(QUOTED PASSAGE begins)

In any case, you have until December 31st of the tax year in which you make the backdoor Roth IRA conversion to dispose of the traditional IRA. If you still have a traditional IRA balance on December 31st, then the pro-rata rule will apply to the conversion. For example, if you attempt to make a backdoor Roth IRA contribution of $6,000 while having a traditional IRA with a pre-tax balance of $50,000, then only 10.7% ($6,000 / ($50,000 + $6,000)) of the conversion step will apply to the non-deductible amount, and the remainder will be converted from the pre-tax amount. This will result in $5,357 ($6,000 * (1 - 10.7%)) of taxable income.
Because IRAs are individual accounts, the IRAs of one spouse do not affect the proration of the other spouse's conversion, even when filing MFJ. Similarly, if an individual has an inherited IRA with some basis in it as well as their own traditional IRAs (with or without basis), the tax calculations for the inherited IRA are done separately from the other traditional IRAs the beneficiary may have. In these cases, spouses need to file Form 8606 individually as well as for each inherited IRA having a basis.
When you leave an employer and you want to roll the employer's retirement plan to an IRA, request a single distribution but direct the after-tax distributions to a Roth IRA and the pre-tax distributions to a rollover IRA (which is one of the forms of a traditional IRA). While money is in the rollover IRA, DO NOT make any other contributions directly to that account. This will help make it possible for a future employer plan to accept the rollover IRA, since some employer plans do not accept money from contributory traditional IRAs (IRAs to which you contributed directly, instead of withheld from your paycheck). In other words, keep your rollover IRAs separated from your other IRAs. If you have already co-mingled employer plan rollovers with IRAs you have contributed to, the plan documents from a future employer plan will tell if the rollover back to a 401k or 403b is allowed.

(QUOTED PASSAGE ends)

* _EXPLORE THE MATERIAL_
a. In the IRA passage, write out the text from "When you leave" to "403b is allowed." word for word.
b. According to the IRA passage, why should you avoid making direct contributions to a rollover IRA?
c. Carry on the IRA passage from its last sentence.

(STORED DATA begins)

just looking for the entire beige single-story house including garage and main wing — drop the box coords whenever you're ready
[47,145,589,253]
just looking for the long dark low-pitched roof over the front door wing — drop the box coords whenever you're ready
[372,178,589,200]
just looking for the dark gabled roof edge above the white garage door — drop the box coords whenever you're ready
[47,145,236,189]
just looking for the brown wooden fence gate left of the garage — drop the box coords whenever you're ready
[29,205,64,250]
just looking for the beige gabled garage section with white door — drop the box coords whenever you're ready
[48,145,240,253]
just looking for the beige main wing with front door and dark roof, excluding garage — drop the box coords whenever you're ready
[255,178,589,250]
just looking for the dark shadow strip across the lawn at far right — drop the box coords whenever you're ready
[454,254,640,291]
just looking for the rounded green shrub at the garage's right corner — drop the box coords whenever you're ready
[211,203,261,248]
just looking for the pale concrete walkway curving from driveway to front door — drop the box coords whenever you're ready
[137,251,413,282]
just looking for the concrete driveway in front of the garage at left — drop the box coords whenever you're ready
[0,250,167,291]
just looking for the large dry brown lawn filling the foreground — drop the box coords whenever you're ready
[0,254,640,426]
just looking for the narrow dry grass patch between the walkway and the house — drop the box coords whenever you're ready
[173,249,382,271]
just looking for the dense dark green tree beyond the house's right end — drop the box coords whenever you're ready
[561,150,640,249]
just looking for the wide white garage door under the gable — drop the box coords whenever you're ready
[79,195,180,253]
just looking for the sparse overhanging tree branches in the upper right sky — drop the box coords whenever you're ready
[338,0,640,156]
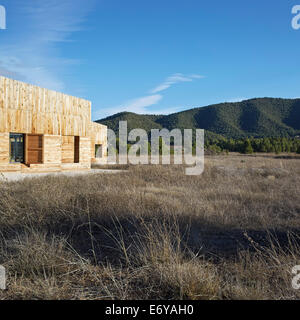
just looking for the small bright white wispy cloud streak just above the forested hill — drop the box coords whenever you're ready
[99,73,204,117]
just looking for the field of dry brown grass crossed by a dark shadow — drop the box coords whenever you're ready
[0,155,300,299]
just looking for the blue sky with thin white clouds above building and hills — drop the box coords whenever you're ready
[0,0,300,120]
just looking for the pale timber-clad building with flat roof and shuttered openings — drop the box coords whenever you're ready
[0,77,107,172]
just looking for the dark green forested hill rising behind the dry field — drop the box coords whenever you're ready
[97,98,300,138]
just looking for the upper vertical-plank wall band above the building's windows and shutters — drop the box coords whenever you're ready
[0,77,91,137]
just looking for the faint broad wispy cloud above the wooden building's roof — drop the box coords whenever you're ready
[0,0,95,90]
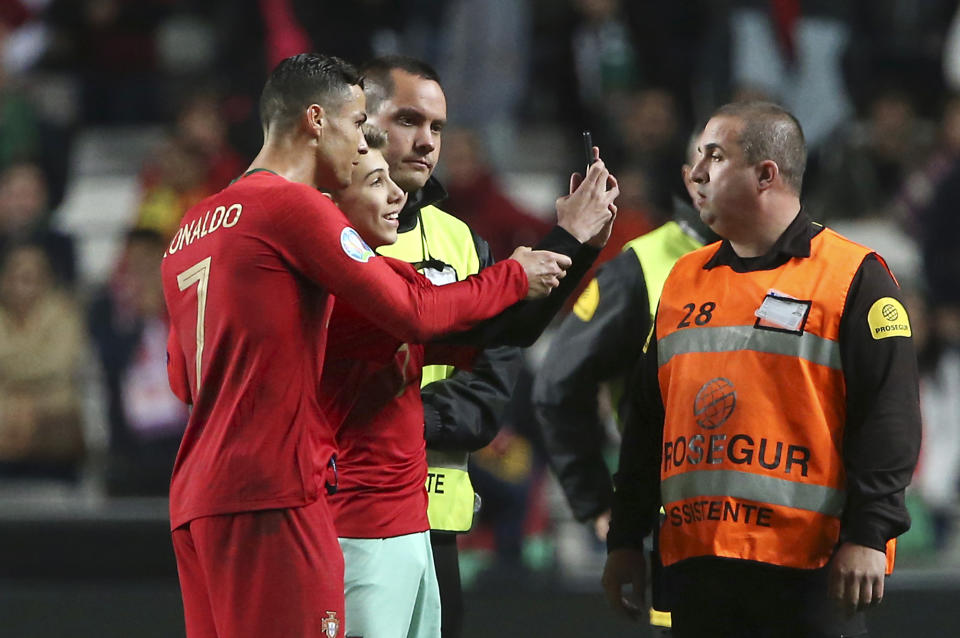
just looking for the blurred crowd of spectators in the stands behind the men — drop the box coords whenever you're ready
[0,0,960,584]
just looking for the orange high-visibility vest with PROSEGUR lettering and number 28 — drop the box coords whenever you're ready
[656,229,892,569]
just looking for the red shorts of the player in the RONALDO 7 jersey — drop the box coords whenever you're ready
[173,498,343,638]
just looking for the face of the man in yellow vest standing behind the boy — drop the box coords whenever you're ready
[370,69,447,193]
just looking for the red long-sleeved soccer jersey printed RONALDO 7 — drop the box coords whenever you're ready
[161,171,527,529]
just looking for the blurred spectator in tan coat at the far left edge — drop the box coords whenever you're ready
[0,243,85,481]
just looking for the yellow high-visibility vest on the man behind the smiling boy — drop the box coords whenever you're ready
[378,206,480,532]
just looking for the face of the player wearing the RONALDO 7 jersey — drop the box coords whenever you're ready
[316,86,367,191]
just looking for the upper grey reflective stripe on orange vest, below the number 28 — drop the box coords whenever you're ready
[657,326,842,370]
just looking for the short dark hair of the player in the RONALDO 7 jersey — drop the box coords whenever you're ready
[260,53,363,130]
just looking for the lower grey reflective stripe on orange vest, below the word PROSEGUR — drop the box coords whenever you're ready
[660,470,846,516]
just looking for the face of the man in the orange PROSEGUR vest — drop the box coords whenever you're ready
[690,116,759,238]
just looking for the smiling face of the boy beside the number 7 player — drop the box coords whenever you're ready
[332,150,407,248]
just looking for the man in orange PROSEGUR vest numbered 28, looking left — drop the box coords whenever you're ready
[603,102,920,638]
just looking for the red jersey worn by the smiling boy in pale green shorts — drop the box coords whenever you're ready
[321,296,476,538]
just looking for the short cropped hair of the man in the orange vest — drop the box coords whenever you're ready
[711,101,807,195]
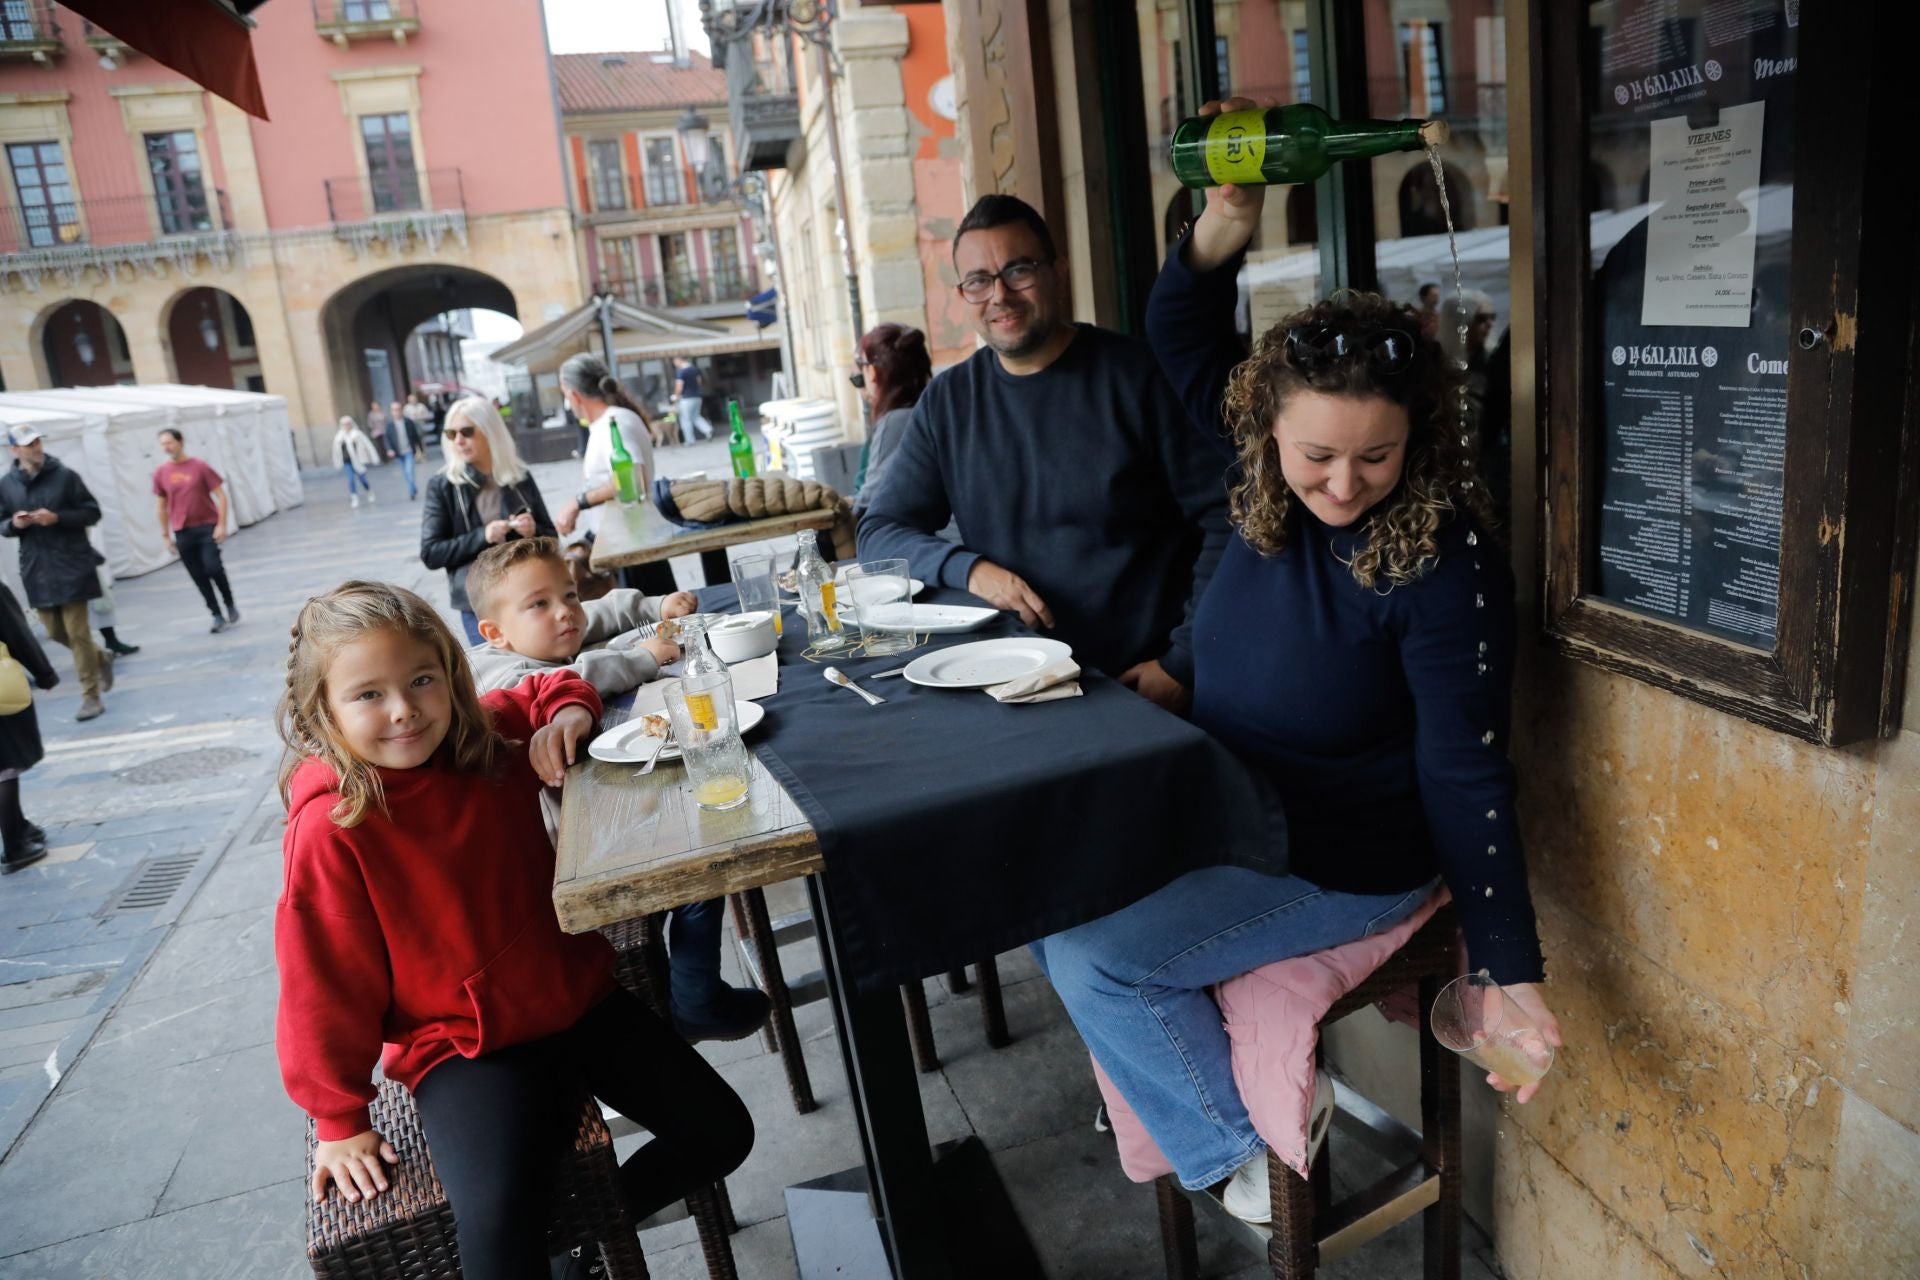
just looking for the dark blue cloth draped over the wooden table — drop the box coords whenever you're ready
[701,585,1286,990]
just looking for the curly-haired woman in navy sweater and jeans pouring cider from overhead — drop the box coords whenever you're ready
[1039,100,1559,1221]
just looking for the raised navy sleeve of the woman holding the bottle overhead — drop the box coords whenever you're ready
[1146,230,1246,461]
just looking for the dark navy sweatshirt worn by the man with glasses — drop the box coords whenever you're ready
[858,324,1227,687]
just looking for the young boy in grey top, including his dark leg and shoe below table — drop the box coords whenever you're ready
[467,537,770,1040]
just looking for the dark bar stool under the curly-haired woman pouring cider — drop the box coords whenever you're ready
[1154,906,1461,1280]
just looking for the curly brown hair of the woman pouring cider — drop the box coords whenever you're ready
[1223,290,1494,589]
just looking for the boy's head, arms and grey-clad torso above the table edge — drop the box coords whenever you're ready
[467,537,695,699]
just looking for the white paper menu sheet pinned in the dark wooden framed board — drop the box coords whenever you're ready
[1640,102,1766,328]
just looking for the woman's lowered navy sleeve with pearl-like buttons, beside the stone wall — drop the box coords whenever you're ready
[1392,520,1544,983]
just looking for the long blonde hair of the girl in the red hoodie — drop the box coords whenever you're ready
[275,581,505,827]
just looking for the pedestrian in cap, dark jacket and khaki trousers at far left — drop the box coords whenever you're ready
[0,424,113,720]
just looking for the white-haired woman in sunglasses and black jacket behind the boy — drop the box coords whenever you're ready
[420,395,555,645]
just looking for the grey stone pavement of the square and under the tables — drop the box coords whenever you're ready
[0,435,1490,1280]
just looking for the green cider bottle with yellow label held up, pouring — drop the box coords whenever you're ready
[1169,102,1448,186]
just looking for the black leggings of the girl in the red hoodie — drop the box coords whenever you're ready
[413,990,753,1280]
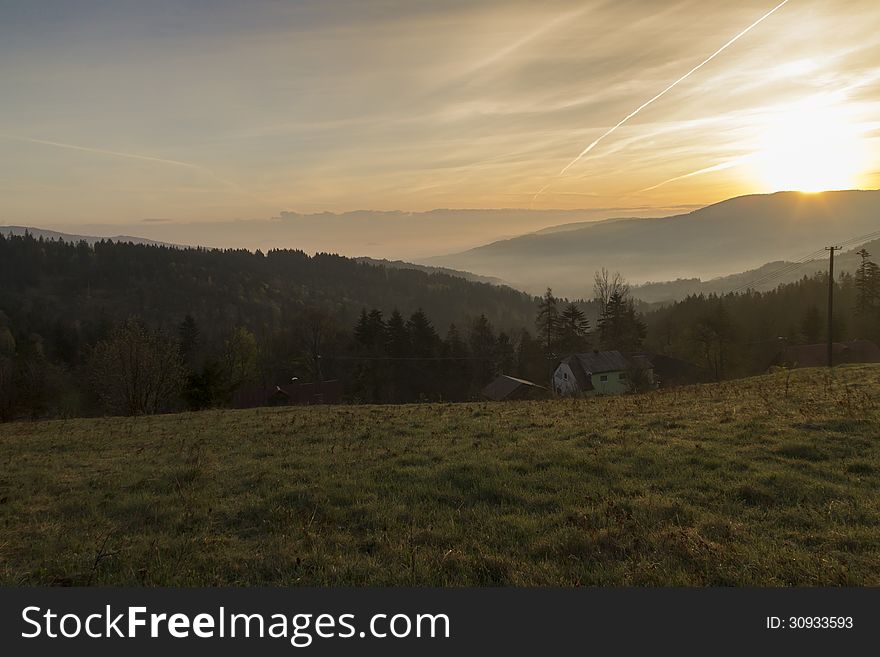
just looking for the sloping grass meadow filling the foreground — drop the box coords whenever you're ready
[0,366,880,586]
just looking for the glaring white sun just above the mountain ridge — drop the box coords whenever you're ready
[753,101,866,192]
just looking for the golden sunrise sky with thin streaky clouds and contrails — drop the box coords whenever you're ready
[0,0,880,257]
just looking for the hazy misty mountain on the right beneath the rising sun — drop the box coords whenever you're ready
[424,191,880,297]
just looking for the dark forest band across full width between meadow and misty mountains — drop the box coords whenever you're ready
[0,236,880,420]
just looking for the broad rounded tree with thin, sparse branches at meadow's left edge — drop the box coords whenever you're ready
[89,319,186,415]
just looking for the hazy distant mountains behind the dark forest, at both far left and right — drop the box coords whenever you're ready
[10,191,880,303]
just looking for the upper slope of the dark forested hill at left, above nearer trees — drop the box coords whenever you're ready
[0,235,534,356]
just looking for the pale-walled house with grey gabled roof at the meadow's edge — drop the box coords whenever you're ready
[553,351,654,397]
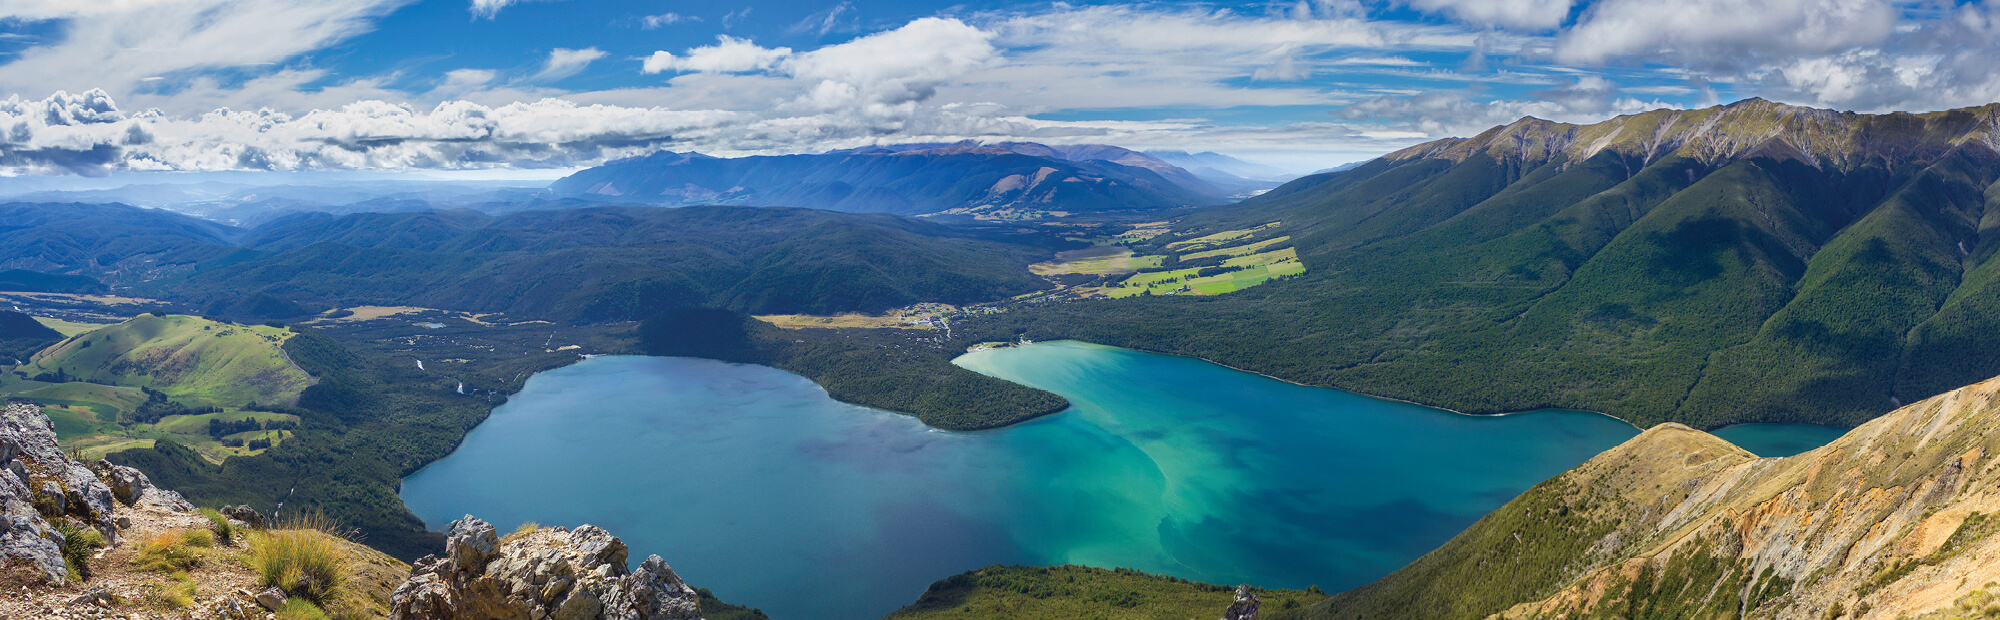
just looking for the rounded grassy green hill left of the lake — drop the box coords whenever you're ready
[16,314,312,408]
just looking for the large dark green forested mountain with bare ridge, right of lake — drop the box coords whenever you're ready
[992,100,2000,428]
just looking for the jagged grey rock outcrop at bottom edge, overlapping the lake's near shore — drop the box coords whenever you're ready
[390,514,700,620]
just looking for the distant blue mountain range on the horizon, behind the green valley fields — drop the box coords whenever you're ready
[550,144,1226,214]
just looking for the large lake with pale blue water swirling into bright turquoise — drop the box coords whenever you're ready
[402,342,1840,620]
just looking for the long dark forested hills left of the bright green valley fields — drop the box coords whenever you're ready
[0,204,1062,322]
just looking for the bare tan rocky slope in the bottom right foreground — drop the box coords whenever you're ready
[1312,378,2000,618]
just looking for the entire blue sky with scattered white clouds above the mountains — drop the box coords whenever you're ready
[0,0,2000,182]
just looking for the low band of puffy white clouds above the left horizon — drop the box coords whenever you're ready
[0,90,740,174]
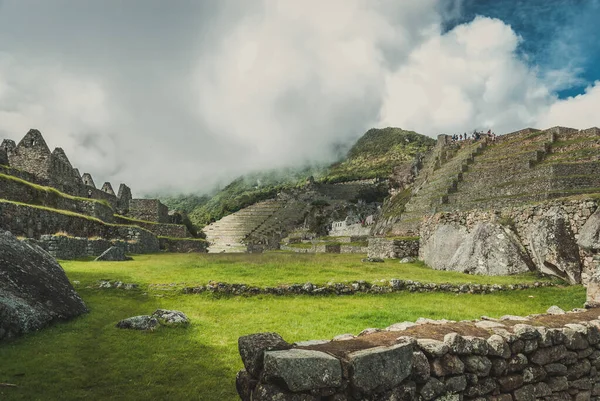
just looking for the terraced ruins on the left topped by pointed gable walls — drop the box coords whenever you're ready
[0,129,206,257]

(STORED DATA ends)

* _TASK ANSWERS_
a.
When you leave an employer and you want to roll the employer's retirement plan to an IRA, request a single distribution but direct the after-tax distributions to a Roth IRA and the pre-tax distributions to a rollover IRA (which is one of the forms of a traditional IRA). While money is in the rollover IRA, DO NOT make any other contributions directly to that account. This will help make it possible for a future employer plan to accept the rollover IRA, since some employer plans do not accept money from contributory traditional IRAs (IRAs to which you contributed directly, instead of withheld from your paycheck). In other words, keep your rollover IRAs separated from your other IRAs. If you have already co-mingled employer plan rollovers with IRAs you have contributed to, the plan documents from a future employer plan will tell if the rollover back to a 401k or 403b is allowed.

b. Some employer plans will not accept money from contributory traditional IRAs, which are IRAs you contributed to directly rather than through paycheck withholding. Keeping the rollover IRA free of direct contributions makes it more likely that a future employer plan will accept it.

c.
Before you start the backdoor Roth, you should also understand IRS Form 8606 (which will be demonstrated below), as it will be filed with your income taxes for the year. Fill out a rough draft of the form to understand the tax implications and see if the contribution or conversion impacts anything else in your tax situation. The front of the form deals with your basis from the previous and the current year, while part of the back of the form deals with the Roth conversion. Understanding this formula will help you see what part of your Roth conversion or traditional IRA withdrawal will be tax-free and how much will be taxed:
ND = Amount of basis remaining from the previous year plus nondeductible contributions made for this year
SB = Sum of the balances of all your traditional IRAs at year-end plus the amount withdrawn from traditional IRAs (but not converted) plus the amount converted
TF = The percentage of the amount you convert (or withdraw without converting) that is tax-free for the year
- TF = 100 * ( ND / SB )
Examples with Form 8606
The following examples have graphics to illustrate the pro rata rule. This color key describes the tax status of the various portions of the money.
Note that the (yellow) basis is not part of any particular physical account. It is just an accounting device to help one see how and why it needs to be reported to the IRS for any year where it increases or decreases.
A chart showing the data to be entered on Form 8606 for each example follows at the end.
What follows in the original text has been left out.